--- INSTRUCTIONS TO FOLLOW ---
Please transcribe the article on preventing youth violence, everything from "The rising tide" down to "public health problem.".

--- EXCERPT PROVIDED ---
===============

Aug 31, 2007

Hot Topics Series: Preventing Violence

The rising tide of youth violence in Boston and elsewhere can be stemmed, but the effort will require increased public health strategies rather than simply more police efforts, said Deborah Prothrow-Stith, HSPH professor of public health practice. She delivered the final talk in the "Hot Topics" series on August 14.

"We are dealing with a preventable problem, but right now we are putting most of our money into the criminal-justice side of things,'' she said. "That is not prevention. We've got to get into the communities where children are at higher risk and do some of the things that we know will help them.''

Preventing Violence in Boston and Beyond

Prothrow-Stith, who was the first female public health commissioner for Massachusetts, is a leader in the efforts to have youth violence defined as a public health problem.

She noted that in the late 1980s and early 1990s, the city of Boston experienced a dramatic decline in youth homicide rates, and the drop was attributed to a plethora of programs aimed at reaching such children. However, the rates have increased again in recent years as the number of youth outreach workers has been cut from 120 to 30, she said.

"The cutback was real and measurable and had an effect,'' she said.

===============

--- RECORD EXCERPTS ---
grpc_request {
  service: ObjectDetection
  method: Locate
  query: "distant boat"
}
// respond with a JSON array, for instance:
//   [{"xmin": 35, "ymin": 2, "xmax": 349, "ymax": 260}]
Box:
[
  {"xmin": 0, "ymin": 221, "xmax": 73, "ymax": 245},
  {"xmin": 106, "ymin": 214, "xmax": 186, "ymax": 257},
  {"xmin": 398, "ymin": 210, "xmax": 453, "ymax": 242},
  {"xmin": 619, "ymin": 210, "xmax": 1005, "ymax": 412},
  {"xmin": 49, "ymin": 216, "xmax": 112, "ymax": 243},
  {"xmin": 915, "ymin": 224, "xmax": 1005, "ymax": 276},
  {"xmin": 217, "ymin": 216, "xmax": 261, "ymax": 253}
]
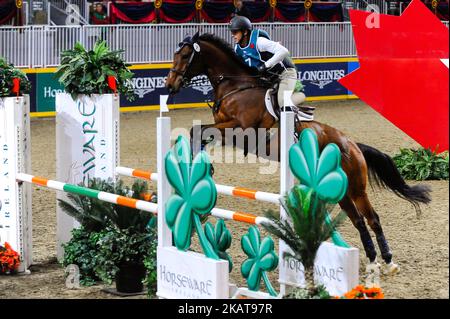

===============

--- YOUR SOLUTION ---
The rising tide of youth violence in Boston and elsewhere can be stemmed, but the effort will require increased public health strategies rather than simply more police efforts, said Deborah Prothrow-Stith, HSPH professor of public health practice. She delivered the final talk in the "Hot Topics" series on August 14.

"We are dealing with a preventable problem, but right now we are putting most of our money into the criminal-justice side of things,'' she said. "That is not prevention. We've got to get into the communities where children are at higher risk and do some of the things that we know will help them.''

Preventing Violence in Boston and Beyond

Prothrow-Stith, who was the first female public health commissioner for Massachusetts, is a leader in the efforts to have youth violence defined as a public health problem.